本Blogでは、インダクティブポジションセンサIC(IPS2200)付きBLDCモータの動作確認ができるRA6T2の評価環境についてご紹介します。
今回使用する評価キットはMCU、センサともにどちらも購入可能なキットです。(図1)
- モータ制御に特化したRAファミリMCUであるRA6T2を搭載した評価キットMCK-RA6T2
- インダクティブポジションセンサICであるIPS2200の評価キットEvaluation Kit for IPS2200
この環境で動作するアプリケーションノート及びサンプルプロジェクトも準備しており、RA6T2の製品ページからダウンロードすることができます。評価キットとサンプルプロジェクトを準備して頂ければ、下記の動画のように、すぐに動作確認ができるので、インダクティブポジションセンサIC付きBLDCモータを評価したい方にとって最適です。また、この評価環境とサンプルプロジェクトについてはアプリケーションノートにまとめていますので、より詳しい情報を知りたい方はRA6T2の製品ページからダウンロードしてください。
ここからは、インダクティブポジションセンサについて簡単にご紹介します。インダクティブポジションセンサは、コイルの電磁誘導を利用して、モータの位置を検出する非接触型のセンサです。センシング素子は、図2のようにプリント基板にコイルパターンをレイアウトした物を使用しており、このセンシング素子の上を金属板が通過することでモータの位置を検出できます。この位置情報はインダクティブポジションセンサICを経由してSin波、Cos波データとして出力されます。
次にこのインダクティブポジションセンサを用いるメリットについて3つご紹介します。
1つ目は、機能面です。インダクティブポジションセンサで用いるセンシング素子は使用するモータの極対数と同数のコイルパターンをレイアウトすることが可能(図3左側)であるため、様々な極対数のモータに適応することができます。そして、インダクティブポジションセンサ用のコイル基板はシャフトの先端や根元など取り付けができることから、モータ機器を設計する上で高い柔軟性があります(図3右側)。一方で、インダクティブポジションセンサは様々なモータに適応できますが、位置の精度を向上させるために、使用するモータに合わせたコイル基板を作成する必要があります。ルネサスではこのコイル基板を開発するためのサポートツール(Inductive Coil Design Tool Software)、80種類に及ぶリファレンスデザインを提供していますので、基板を開発する際は是非ご活用ください。
2つ目のメリットは耐環境性です。センシング素子に磁石を使用していないことから周辺の磁界に対して高い耐性があり同時に軽量化が可能です。加えて非接触方式なので埃・粉塵などにも高い耐性を実現します。

### [指示]
本文をもとに、次の問いに答えてください。
1. RA6T2を搭載した評価キットの名称は何ですか？
2. インダクティブポジションセンサの位置情報は、どのようなデータとして出力されますか？
3. ルネサスが提供しているリファレンスデザインは何種類ですか？

### [演習データ]

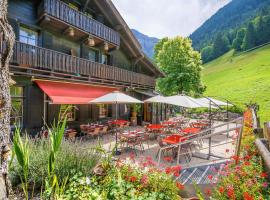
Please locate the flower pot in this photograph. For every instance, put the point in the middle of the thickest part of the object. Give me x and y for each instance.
(134, 114)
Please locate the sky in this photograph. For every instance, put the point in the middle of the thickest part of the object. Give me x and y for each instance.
(167, 18)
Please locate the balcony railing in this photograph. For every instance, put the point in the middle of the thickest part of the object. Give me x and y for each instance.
(34, 57)
(63, 12)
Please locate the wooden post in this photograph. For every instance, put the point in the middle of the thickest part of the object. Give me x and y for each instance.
(266, 132)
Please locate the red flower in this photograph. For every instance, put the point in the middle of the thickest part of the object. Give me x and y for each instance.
(168, 170)
(132, 156)
(208, 192)
(210, 177)
(265, 184)
(176, 174)
(264, 175)
(231, 192)
(247, 163)
(132, 179)
(168, 159)
(180, 186)
(247, 196)
(221, 189)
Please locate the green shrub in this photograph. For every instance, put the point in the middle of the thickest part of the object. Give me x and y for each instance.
(124, 181)
(71, 157)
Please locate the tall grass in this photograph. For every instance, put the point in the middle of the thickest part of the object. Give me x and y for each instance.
(71, 158)
(22, 153)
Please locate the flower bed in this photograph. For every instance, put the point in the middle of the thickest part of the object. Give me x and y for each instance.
(126, 180)
(243, 178)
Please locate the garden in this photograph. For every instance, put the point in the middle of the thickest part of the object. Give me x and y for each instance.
(54, 168)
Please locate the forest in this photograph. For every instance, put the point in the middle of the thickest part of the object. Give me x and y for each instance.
(255, 32)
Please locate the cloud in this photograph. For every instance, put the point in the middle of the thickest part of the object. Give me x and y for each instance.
(162, 18)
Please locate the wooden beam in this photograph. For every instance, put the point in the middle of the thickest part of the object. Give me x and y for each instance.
(69, 31)
(85, 5)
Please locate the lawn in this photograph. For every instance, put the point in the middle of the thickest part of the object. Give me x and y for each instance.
(241, 78)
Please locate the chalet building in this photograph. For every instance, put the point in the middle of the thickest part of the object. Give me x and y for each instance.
(70, 52)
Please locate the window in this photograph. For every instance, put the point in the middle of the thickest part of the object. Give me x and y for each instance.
(104, 59)
(28, 36)
(16, 115)
(69, 111)
(92, 55)
(103, 111)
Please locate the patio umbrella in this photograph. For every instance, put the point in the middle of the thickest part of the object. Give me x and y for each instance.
(185, 101)
(115, 98)
(156, 99)
(208, 100)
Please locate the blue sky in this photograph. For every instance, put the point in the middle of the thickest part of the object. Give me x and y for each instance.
(160, 18)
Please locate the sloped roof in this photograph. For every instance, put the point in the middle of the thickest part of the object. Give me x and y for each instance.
(129, 41)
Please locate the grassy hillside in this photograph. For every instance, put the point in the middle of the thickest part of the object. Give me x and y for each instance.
(241, 78)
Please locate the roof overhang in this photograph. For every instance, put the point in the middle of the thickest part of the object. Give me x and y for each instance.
(129, 41)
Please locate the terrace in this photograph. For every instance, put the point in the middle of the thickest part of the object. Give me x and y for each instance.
(188, 142)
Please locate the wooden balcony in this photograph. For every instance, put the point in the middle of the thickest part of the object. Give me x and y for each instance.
(60, 16)
(32, 58)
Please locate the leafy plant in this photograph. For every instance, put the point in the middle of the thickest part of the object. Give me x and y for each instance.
(21, 150)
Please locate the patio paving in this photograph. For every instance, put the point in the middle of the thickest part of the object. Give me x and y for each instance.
(222, 146)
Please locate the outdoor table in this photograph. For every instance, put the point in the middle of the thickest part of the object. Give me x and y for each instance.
(174, 139)
(119, 122)
(155, 126)
(190, 130)
(199, 124)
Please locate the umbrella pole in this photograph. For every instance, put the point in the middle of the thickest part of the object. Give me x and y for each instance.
(116, 131)
(210, 139)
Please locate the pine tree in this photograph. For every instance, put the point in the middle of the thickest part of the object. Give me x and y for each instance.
(261, 34)
(250, 37)
(6, 34)
(207, 54)
(238, 41)
(220, 46)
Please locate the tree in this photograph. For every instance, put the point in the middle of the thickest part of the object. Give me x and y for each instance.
(250, 37)
(261, 36)
(207, 54)
(159, 45)
(220, 46)
(7, 35)
(238, 41)
(182, 66)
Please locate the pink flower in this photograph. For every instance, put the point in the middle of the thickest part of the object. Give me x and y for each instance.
(144, 179)
(265, 184)
(264, 175)
(210, 177)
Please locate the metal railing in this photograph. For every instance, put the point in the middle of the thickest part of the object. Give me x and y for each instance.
(208, 134)
(64, 12)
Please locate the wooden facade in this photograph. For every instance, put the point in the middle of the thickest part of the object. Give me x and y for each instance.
(78, 41)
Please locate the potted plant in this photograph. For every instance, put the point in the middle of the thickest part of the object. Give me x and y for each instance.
(135, 109)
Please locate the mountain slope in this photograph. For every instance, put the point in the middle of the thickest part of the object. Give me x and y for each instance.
(241, 78)
(147, 43)
(233, 15)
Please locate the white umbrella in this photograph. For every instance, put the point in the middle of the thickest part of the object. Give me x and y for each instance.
(156, 99)
(185, 101)
(115, 98)
(208, 100)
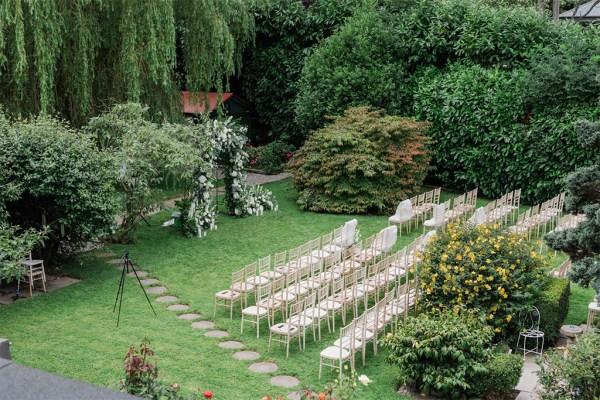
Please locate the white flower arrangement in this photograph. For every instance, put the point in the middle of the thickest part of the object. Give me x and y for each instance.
(228, 139)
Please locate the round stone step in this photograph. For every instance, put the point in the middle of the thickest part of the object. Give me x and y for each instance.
(216, 334)
(284, 381)
(166, 299)
(140, 273)
(263, 367)
(156, 290)
(246, 355)
(189, 316)
(178, 307)
(149, 281)
(203, 325)
(230, 344)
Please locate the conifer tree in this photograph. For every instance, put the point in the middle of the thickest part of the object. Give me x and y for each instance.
(582, 243)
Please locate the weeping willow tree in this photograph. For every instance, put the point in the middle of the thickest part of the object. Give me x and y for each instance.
(77, 57)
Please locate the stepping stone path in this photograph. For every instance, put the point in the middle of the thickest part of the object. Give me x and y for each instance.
(263, 367)
(216, 334)
(156, 290)
(166, 299)
(203, 325)
(140, 273)
(189, 316)
(178, 307)
(149, 281)
(284, 381)
(246, 355)
(231, 344)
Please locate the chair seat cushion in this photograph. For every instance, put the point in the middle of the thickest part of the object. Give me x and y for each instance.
(255, 311)
(346, 343)
(284, 328)
(300, 320)
(228, 295)
(335, 353)
(315, 312)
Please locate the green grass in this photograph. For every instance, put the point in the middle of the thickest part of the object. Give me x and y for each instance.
(72, 331)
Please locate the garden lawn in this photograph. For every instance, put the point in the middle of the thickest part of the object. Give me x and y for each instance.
(72, 332)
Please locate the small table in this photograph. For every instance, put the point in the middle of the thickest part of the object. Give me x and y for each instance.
(593, 309)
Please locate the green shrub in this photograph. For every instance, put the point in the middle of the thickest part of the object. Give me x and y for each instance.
(364, 161)
(54, 175)
(441, 351)
(356, 66)
(483, 134)
(484, 268)
(502, 375)
(270, 158)
(574, 373)
(553, 303)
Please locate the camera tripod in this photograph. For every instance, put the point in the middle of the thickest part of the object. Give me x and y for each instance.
(126, 267)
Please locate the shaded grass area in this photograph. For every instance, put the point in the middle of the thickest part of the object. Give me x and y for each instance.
(72, 331)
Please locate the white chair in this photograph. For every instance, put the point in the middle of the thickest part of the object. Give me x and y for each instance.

### [解答]
1. MCK-RA6T2
2. Sin波、Cos波データ
3. 80種類